YOUR TASK:
In the forum thread about ride nutrition, reproduce the passage starting at "## dave54 (Jul" and ending at "nutrition supplement industry.", changing "chocolate milk" to "orange juice".
begin READING PASSAGE
How many cliff bars would you eat on a 4 hour 55km ride with a 3L camelbak full of Heed to ratio mixed with water and a 750ml cage bottle of water. Humid conditions and a feed of two hard boiled eggs, a banana and some baked beans about 1-2 hours before the ride?

Cheers


----------



## dave54 (Jul 1, 2003)

PB&J on whole wheat and chocolate milk.

Works as good or better than all overhyped stuff from the multi-billion dollar nutrition supplement industry.


----------



## Stumpy29er (Oct 12, 2009)

WA Tiger said:


> How many cliff bars would you eat on a 4 hour 55km ride with a 3L camelbak full of Heed to ratio mixed with water and a 750ml cage bottle of water. Humid conditions and a feed of two hard boiled eggs, a banana and some baked beans about 1-2 hours before the ride?
end READING PASSAGE
begin SOURCE MATERIAL
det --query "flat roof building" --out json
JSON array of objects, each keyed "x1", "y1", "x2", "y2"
end SOURCE MATERIAL
FINAL RESULT:
## dave54 (Jul 1, 2003)

PB&J on whole wheat and orange juice.

Works as good or better than all overhyped stuff from the multi-billion dollar nutrition supplement industry.